§ Exercise 1
In the listing further down, copy out word for word the lines that run from the one containing "Exercise. Annotate the clock tower in" to the one containing "x=237, y=203", with both of those lines included.

[Provided passage start]

This is Mountainfilm. It’s thought provoking, gut wrenching, jaw dropping and inspires us to protect the world that we love. Telluride Mountainfilm Festival has been making people feel this way for nearly 40 years. Starting in 1979 in Telluride, CO (where we happen to have roots, too), Mountainfilm has grown from a weekend film festival to a 4-day cultural and environmental symposium that breaks down global issues and offers up solutions. This is storytelling at its finest.
A great story creates compassion and understanding, and that’s where change is born. We’ve been moved by the stories we hear at the Mountainfilm Festival. That’s why we’ve been partnering with Mountainfilm for over 20 years. From feature films about land conservation to short films about quirky thinkers, we’re moved to see the world differently. Even if it’s a 10 minute film, the message can stick with you forever. Now that’s poweful.

[Provided passage end]

§ Exercise 2
Extend the passage about the Telluride Mountainfilm Festival, picking up right after its final sentence.

[Exercise materials start]

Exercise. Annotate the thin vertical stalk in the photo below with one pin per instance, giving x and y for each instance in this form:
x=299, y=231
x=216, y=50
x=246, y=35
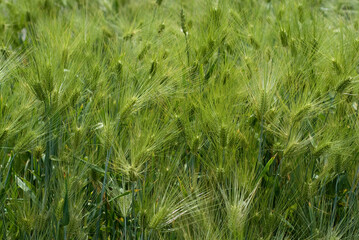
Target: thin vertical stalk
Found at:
x=102, y=194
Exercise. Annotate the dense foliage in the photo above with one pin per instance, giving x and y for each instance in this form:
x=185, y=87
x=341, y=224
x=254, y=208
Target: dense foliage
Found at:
x=227, y=119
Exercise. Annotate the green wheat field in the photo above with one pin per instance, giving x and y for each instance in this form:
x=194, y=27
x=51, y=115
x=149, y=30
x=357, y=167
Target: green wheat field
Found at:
x=179, y=119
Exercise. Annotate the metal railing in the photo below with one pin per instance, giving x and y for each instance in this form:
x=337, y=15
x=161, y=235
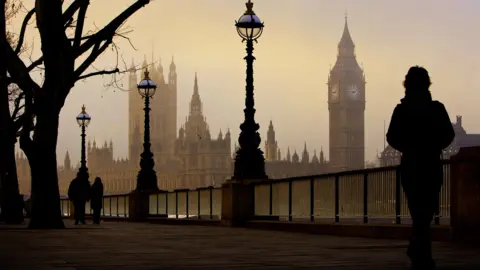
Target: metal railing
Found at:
x=363, y=196
x=113, y=206
x=201, y=203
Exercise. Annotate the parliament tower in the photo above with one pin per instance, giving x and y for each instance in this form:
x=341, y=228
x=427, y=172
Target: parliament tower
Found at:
x=346, y=105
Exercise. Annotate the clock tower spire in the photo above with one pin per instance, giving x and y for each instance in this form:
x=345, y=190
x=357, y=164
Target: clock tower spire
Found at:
x=346, y=105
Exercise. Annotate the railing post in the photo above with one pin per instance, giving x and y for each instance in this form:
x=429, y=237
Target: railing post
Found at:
x=312, y=200
x=252, y=196
x=176, y=204
x=158, y=205
x=211, y=201
x=337, y=199
x=398, y=196
x=198, y=204
x=186, y=203
x=270, y=201
x=125, y=207
x=365, y=197
x=166, y=204
x=290, y=200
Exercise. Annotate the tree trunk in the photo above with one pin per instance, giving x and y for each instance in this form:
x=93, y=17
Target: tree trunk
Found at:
x=42, y=158
x=12, y=201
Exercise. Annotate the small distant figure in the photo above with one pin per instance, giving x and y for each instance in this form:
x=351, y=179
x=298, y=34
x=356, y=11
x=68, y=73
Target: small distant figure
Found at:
x=79, y=193
x=420, y=129
x=96, y=199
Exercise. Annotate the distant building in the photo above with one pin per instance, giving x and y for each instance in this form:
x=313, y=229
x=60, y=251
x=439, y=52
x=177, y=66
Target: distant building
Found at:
x=346, y=106
x=390, y=156
x=192, y=159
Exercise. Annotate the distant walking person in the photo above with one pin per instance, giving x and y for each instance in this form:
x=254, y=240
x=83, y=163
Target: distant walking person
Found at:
x=79, y=193
x=420, y=129
x=96, y=199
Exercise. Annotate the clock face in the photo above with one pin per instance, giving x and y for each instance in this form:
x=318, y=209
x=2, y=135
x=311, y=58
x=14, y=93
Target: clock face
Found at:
x=353, y=91
x=334, y=93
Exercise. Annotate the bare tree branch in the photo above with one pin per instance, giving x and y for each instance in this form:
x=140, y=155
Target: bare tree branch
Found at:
x=96, y=73
x=109, y=30
x=96, y=51
x=23, y=30
x=80, y=24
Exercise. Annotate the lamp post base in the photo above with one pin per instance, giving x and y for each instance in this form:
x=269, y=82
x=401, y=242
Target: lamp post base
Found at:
x=249, y=165
x=147, y=181
x=139, y=205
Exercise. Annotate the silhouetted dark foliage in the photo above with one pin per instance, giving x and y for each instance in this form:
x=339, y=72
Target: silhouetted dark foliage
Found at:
x=63, y=44
x=420, y=129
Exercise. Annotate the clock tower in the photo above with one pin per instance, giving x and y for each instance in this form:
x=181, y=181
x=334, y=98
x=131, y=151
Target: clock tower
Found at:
x=346, y=106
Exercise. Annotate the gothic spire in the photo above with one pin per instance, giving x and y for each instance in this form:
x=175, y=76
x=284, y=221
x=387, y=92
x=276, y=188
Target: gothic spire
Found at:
x=195, y=103
x=346, y=45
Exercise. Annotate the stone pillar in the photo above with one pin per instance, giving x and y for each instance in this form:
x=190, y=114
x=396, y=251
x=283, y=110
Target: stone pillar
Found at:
x=138, y=206
x=465, y=195
x=237, y=203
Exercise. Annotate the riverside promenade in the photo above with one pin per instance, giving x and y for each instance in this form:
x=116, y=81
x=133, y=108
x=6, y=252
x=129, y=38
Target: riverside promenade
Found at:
x=122, y=245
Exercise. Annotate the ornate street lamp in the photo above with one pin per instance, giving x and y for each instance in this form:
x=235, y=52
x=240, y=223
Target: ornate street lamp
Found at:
x=83, y=119
x=249, y=160
x=147, y=177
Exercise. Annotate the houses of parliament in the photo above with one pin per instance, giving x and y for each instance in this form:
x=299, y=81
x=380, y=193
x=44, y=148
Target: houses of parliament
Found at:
x=189, y=155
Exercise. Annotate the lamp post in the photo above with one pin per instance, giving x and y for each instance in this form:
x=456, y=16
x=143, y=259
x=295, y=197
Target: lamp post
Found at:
x=249, y=160
x=147, y=177
x=83, y=119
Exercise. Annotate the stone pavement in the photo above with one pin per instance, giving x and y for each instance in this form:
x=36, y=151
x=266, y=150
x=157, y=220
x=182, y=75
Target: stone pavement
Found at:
x=152, y=246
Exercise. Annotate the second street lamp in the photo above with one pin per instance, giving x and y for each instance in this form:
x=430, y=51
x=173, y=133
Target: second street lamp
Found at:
x=249, y=160
x=147, y=177
x=83, y=119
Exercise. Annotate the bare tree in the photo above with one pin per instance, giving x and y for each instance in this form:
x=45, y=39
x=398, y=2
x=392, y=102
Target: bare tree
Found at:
x=10, y=96
x=43, y=102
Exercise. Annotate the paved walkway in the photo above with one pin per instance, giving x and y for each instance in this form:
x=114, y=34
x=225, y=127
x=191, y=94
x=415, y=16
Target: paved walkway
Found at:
x=152, y=246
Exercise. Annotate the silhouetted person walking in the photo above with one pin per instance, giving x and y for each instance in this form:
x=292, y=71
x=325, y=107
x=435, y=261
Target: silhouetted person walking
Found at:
x=420, y=129
x=96, y=199
x=78, y=193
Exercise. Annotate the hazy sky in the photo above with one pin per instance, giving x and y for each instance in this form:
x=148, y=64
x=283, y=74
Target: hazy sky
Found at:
x=294, y=55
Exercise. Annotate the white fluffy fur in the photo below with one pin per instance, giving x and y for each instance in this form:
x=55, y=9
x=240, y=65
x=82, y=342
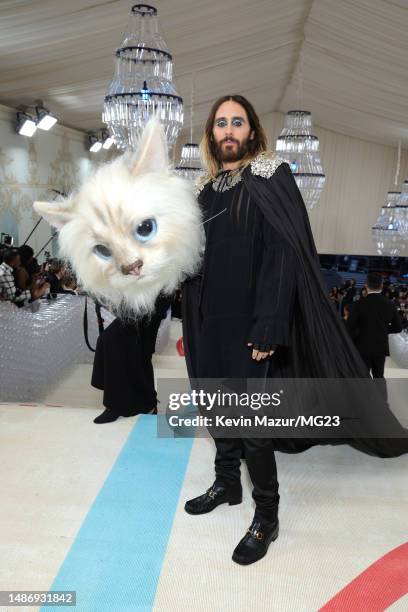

[Exercise materials end]

§ Exercise output 1
Exercise. Annotate the clock tower in the photo above with one pin per instance, giving x and y for each instance in this form:
x=181, y=181
x=334, y=98
x=131, y=151
Target: clock tower
Found at:
x=346, y=106
Exercise. Annotate the gothic spire in the photo above with one pin per instance, giving x and y for each instance in this form:
x=175, y=76
x=284, y=221
x=387, y=92
x=276, y=188
Target: gothic spire
Found at:
x=195, y=103
x=346, y=45
Exercise. Annotate the stone pillar in the photo above with one pin per instance, giving x and y for each instance in this form:
x=190, y=114
x=396, y=251
x=283, y=110
Target: stone pillar
Found at:
x=138, y=206
x=465, y=195
x=237, y=203

§ Exercise output 2
Each year Mountainfilm picks a symposium theme and this year’s is National Parks, to coincide with the centennial celebration of the National Park Service. Speakers and films will focus on the substantial challenges facing the parks, ranging from access restrictions to development threats, funding questions, crumbling infrastructure, engagement with younger generations and climate change. And of course, there will be a considerable amount of eye candy too. We’re looking forward to seeing what this year’s festival has in store and which films will make it onto the Mountainfilm world tour.
Mountainfilm Festival will take place 5/25 – 5/30 in Telluride, CO. Beginning in August, Mountainfilmn hits the road with the best of the best on a world tour, committed to inspiring audiences around the globe. Check here to see when Mountainfilm will be coming to your town. Here’s what we’re looking forward to seeing this weekend…
Ace and the Desert Dog
Ace Kvale, a veteran photographer, and Ghengis, a blue heeler “dogger” (that’s canine for “blogger”), live together in the Utah desert. Their backyard: 2 million acres of canyons, redrock cliffs, dry washes, empty landscapes and desert wilderness. For his 60th birthday, Kvale decided to go on a 60-day backpacking trip. Kvale and Genghis are living proof, plodding along to spectacular places only reachable by foot, following the cycles of the season and learning lasting lessons from one another. Namely: Slow down, spend as much time with your best friends as possible and don’t forget to play.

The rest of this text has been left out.